# What this task involves
Copy every line of the material below word for word, without changing anything.

-.-.-

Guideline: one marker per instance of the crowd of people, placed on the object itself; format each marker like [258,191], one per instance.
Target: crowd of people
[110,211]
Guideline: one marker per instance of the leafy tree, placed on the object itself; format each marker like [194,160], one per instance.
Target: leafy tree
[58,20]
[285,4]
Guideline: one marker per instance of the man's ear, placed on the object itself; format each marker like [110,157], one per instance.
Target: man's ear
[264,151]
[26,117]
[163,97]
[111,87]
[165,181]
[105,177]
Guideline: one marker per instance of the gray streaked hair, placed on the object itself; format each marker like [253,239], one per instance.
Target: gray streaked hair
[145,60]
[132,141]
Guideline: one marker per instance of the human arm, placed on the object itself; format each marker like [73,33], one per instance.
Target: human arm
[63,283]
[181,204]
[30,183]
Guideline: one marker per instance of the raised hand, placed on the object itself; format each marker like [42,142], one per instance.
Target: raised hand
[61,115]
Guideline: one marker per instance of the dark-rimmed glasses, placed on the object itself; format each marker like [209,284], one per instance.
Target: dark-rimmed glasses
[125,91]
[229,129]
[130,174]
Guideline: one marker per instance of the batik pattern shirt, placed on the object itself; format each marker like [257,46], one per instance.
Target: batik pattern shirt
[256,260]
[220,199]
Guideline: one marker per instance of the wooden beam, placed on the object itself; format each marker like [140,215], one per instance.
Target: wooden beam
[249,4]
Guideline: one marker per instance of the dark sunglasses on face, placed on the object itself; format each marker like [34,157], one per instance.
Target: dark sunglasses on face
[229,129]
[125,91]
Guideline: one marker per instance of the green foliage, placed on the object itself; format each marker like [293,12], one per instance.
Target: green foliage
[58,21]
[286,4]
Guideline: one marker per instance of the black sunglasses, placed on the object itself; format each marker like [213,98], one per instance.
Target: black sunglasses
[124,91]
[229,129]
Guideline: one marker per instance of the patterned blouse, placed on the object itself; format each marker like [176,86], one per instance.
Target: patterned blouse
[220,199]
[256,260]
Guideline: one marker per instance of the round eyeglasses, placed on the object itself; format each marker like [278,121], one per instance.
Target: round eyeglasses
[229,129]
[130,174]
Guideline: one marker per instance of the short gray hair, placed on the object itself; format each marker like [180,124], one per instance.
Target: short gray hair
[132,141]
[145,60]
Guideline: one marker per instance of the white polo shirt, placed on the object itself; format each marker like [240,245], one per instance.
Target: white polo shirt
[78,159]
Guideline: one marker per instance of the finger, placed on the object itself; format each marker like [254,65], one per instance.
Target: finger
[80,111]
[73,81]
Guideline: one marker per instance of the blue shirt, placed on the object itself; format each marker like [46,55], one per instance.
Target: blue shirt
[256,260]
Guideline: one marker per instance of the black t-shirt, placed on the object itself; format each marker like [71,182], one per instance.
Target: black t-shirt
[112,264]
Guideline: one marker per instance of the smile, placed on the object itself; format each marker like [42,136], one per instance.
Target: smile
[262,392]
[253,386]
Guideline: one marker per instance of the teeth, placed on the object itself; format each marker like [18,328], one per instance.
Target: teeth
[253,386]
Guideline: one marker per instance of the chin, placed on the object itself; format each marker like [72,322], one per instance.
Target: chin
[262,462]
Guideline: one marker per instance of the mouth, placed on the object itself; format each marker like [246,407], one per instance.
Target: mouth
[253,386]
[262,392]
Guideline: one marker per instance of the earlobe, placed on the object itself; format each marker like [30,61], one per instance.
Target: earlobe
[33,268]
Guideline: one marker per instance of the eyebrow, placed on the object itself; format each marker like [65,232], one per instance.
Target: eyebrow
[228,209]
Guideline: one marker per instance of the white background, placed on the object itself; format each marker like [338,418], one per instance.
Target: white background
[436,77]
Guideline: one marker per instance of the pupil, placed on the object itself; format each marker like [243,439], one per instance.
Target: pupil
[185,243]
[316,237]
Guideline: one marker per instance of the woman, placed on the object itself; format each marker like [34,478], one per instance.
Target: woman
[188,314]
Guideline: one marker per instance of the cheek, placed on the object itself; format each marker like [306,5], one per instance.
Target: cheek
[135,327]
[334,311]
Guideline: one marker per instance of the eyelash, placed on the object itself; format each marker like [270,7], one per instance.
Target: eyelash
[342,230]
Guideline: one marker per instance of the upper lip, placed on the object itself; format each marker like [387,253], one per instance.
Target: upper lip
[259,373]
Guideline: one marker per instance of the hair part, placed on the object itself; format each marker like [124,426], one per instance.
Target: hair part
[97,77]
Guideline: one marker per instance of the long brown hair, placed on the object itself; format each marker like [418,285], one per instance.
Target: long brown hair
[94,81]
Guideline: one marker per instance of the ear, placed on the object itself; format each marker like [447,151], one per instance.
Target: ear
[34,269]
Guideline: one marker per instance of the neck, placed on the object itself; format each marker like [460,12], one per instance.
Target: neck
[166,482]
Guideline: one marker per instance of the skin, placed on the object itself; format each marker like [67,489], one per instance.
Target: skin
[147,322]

-.-.-

# Written response
Guideline: one marker per instance of the crowd of people, placed on the object itself; format each marker like [258,191], one per instance.
Target: crowd of people
[110,211]
Guideline: one marker per instance of the leafy tree, placed on the object itself; format each marker like [194,160], one per instance.
Target: leafy tree
[58,20]
[285,4]
Guideline: one marker per instance of the man's ear, placed on the object itself; format each marker like [110,157], one per instance.
Target: man's ear
[264,151]
[26,117]
[163,97]
[111,87]
[165,181]
[105,177]
Guideline: one marker per instance of the gray streaked hair, placed on the object itself; format each marker like [253,239], one per instance.
Target: gray streaked hair
[145,60]
[132,141]
Guideline: one marker per instance of the human arm, placed on the object itself; format each marker like [73,33], one per instance.
Target: human arm
[63,283]
[181,204]
[30,183]
Guideline: one marker per instance of the raised hand, placed on the object itself; format each marker like [42,142], one per instance.
Target: raised hand
[61,115]
Guideline: one marker per instance of the dark-rimmed glasses, placed on the object itself; format each marker like [209,284], one per instance.
Target: dark-rimmed glasses
[125,91]
[229,129]
[130,174]
Guideline: one marker per instance of the batik pattern shirt, placed on the object itself; format each marker like [257,46], one per instance.
Target: batik pattern shirt
[256,260]
[220,199]
Guideline: one marker per instance of the wooden beam, placed on the object itself; format each marker like [140,215], one per instance.
Target: wooden beam
[249,4]
Guideline: one marker per instance of the dark sunglasses on face, placed on the object itself; format each marker like [34,157], one per instance.
Target: dark sunglasses on face
[229,129]
[125,91]
Guideline: one marker per instance of the green foliage, placed on the object itself; format each marker like [293,12], one per instance.
Target: green foliage
[58,21]
[286,4]
Guideline: one marker per instance of the black sunglasses, placed on the object itself; format each marker like [213,98], one per instance.
Target: black sunglasses
[124,91]
[229,129]
Guideline: one marker per instance of the patterned blouse, placed on the object itself; format each marker like [176,86], one per instance.
Target: patterned blouse
[220,199]
[256,260]
Guideline: one marker per instance of the round eyeglasses, placed on the object itself; format each marker like [278,121], one per instance.
Target: round eyeglasses
[229,129]
[130,174]
Guideline: one marker per instance of the short gray hair, placed on the object itself; format each marker like [180,124], one per instance.
Target: short gray hair
[132,141]
[145,60]
Guideline: one marker per instance of the white polo shirt, placed on the object itself; format each marker like [240,245], one per instance.
Target: white polo shirt
[78,159]
Guideline: one marker per instance of the finger, placed on the object itself; format each marker like [254,65], one per instance.
Target: finger
[80,111]
[73,81]
Guideline: one marker per instance of the blue shirt, placed on the object itself; format each marker like [46,55], one per instance.
Target: blue shirt
[256,260]
Guideline: one marker per instance of the black t-shirt, placed on the object itself; format each marker like [71,182], one per instance.
Target: black t-shirt
[112,264]
Guideline: one marker per instance of the smile, placed on the object itself; format each marker like [42,136], one per instance.
Target: smile
[262,392]
[253,386]
Guideline: one marker per instance of the teeth, placed on the object itself; format each marker like [18,328], one per instance.
Target: teeth
[253,386]
Guideline: one marker per instance of the chin, placed on the object itself; format each marker like [72,322], one per instance.
Target: chin
[262,462]
Guideline: one marker per instance of the mouth, placed on the object itself; format each marker like [246,407], one per instance.
Target: mouth
[253,386]
[262,392]
Guideline: one marker per instance of the earlobe, placed on the object itself; format each marker like [30,61], one per instance.
Target: earlobe
[33,268]
Guideline: one marker per instance of the eyebrow, placed on the object itself; format each marker like [65,232], one per instance.
Target: eyebrow
[228,209]
Guideline: one marker per instance of the white background, placed on the object itself; format each marker like [338,418], one per instance.
Target: white background
[436,77]
Guideline: one marker per instance of the pupil, placed on the object itself; format each marker like [243,439], one per instance.
Target: pupil
[185,243]
[316,237]
Guideline: one marker per instance of the woman, placed on the object itself; format each marker like [34,478], one per instance.
Target: woman
[188,314]
Guideline: one marker per instance of the cheek, placed on the object itself; format each marker like [306,5], one per instance.
Target: cheek
[135,327]
[334,311]
Guideline: one marker per instance of the eyelash, placed on the object itself; format each marker like [270,7], one per instance.
Target: eyelash
[342,230]
Guideline: one marker per instance of the upper lip, placed on the object itself; format each marker like [387,253], one per instance.
Target: upper lip
[259,373]
Guideline: one marker per instance of the hair part, placed on the object itself; format each marker like [124,426], one per instance.
Target: hair part
[97,77]
Guideline: one marker per instance of the long brown hair, placed on the object itself; format each marker like [418,285], one per instance.
Target: long brown hair
[94,81]
Guideline: one marker per instance of the ear, placed on the object itself; format each marker like [447,151], one per instance.
Target: ear
[34,269]
Guideline: one marker per instance of the neck, placed on the object itself; format each marker like [460,12], one per instance.
Target: neck
[166,482]
Guideline: one marker per instance of the skin, placed on the object itself; format each marker like [67,489], one per instance.
Target: skin
[147,322]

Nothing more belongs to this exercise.